## Selection
○ ○ ○

If through our show we can get just a couple of people interested in fishing winter steelhead who have never tried it before, if we can put a smile on an old man's face who remembers when he used to be physically able to fish the Boardman - but now is too feeble to do so, if we can open up the possibility for just one or two fishermen to check out the river in their own backyard - even if its in the middle of an urban area, if we can convice one individual to fish that "less than 2 mile stretch of river" that you (clear out in Montana) hold so greedily dear...then we've done our jobs! To not share - is arrogant, egotistical and selfish! That river belongs to everyone in Michigan. The people in this area, who may now fish it, have at least paid for it with their taxes. That's more than you are doing right now. I'm proud of sharing this heritage with them. I'm proud of being a part of passing this resource along through the education of the next generation. To not do so is irresponsible.

My post clearly followed MS guidelines for posting information about fishing success in the river. I did not post specific holes or runs and that was the same way it was approached on our show. Your attack of my post however did not follow the guidelines and was a personal attack against me and my work.

_And...by the way, our viewership is 10 - 15 million, not thousand!_


----------



## Blueump (Aug 20, 2005)

Steelheadfred said:


> Blue sounds like a good show to me. The Boardman is not much of a fishery IMO, but we are lucky to have it in town, and easy access.

○ ○ ○

## Collected data
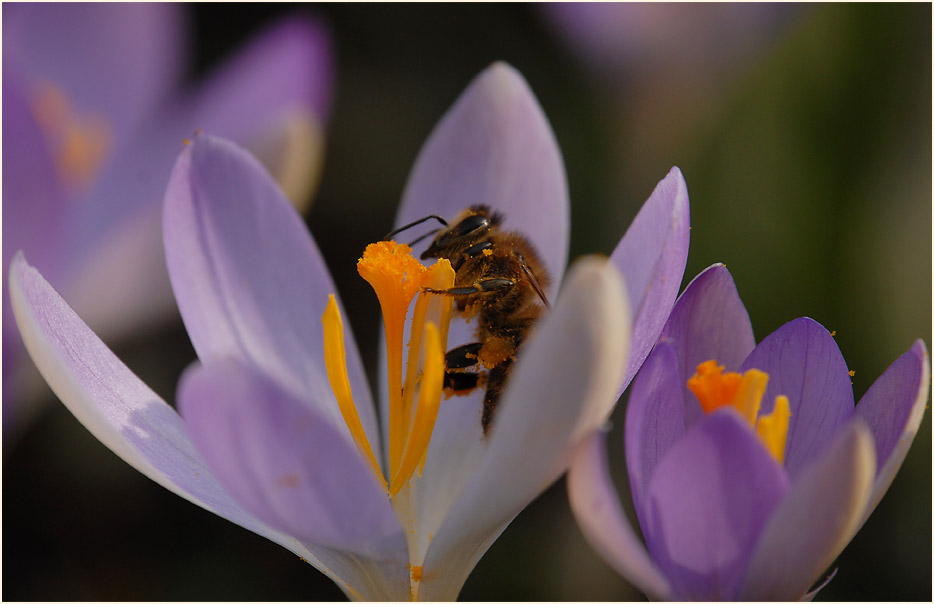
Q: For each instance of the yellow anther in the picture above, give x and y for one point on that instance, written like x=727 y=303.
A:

○ ○ ○

## Exercises
- 1) From the Boardman River thread, list every word the writer uses to describe not sharing the river.
- 2) Write the next part of the Boardman River thread, picking up after its last line.

## Answers per task
- 1) arrogant, egotistical, selfish, irresponsible

- 2)
> 
> I am just wondering why it took 15 minutes to land a fish in 34 degree water? Even then I would be concerned with release.
> 
> Fritz


 
Good question! I was personally quite concerned behind the camera as well. I've seen steelhead released before that you could tell were not going to make it. Irresponsible and gross in my opinion. That was not the case with this fish.

Although the "fight" took approximately 15 minutes, the fisherman was very careful not to "horse" the fish around, but with his 10 foot rod guided her back and forth in the river getting her to tire gently in the current. He took his time because he was only using 4 pound test, letting the road take most of the pressure. Most of the time he didn't gain any line and she didn't take any...it was a stalemate. She netted very easily and we kept her in the net most of the time, while getting close-ups etc..

When we released her, she clearly was ready to go, upright & energetic. With one big kick of her tail, she was off into the big hole again. The other two fish were released within seconds of netting them. We didn't take time for photos or much of anything - we just got them back in the water.


----------



## Rat Fink (Feb 20, 2001)

Blueump said:


> My post clearly followed MS guidelines for posting information about fishing success in the river. I did not post specific holes or runs and that was the same way it was approached on our show. Your attack of my post however did not follow the guidelines and was a personal attack against me and my work.
> 
> _And...by the way, our viewership is 10 - 15 million, not thousand!_


Your a mighty defensive guy. I never made a personal attack against you. I can state my opinion in this thread all I want and I haven't crossed any of the boundaries of the site either. If what you guys did had no bad impact at all then how did I magically get 2 e-mails this afternoon from 2 different buddies that still live in the TC area wanting to know if I knew anything about your show and why the hell you guys would film in such a small body of water that suffers from overfishing as it is? Neither of these guys are members here. One of them learned about it by word of mouth in the context of "The Steelhead are in bigtime cuz they were filming a tv show for them this weekend".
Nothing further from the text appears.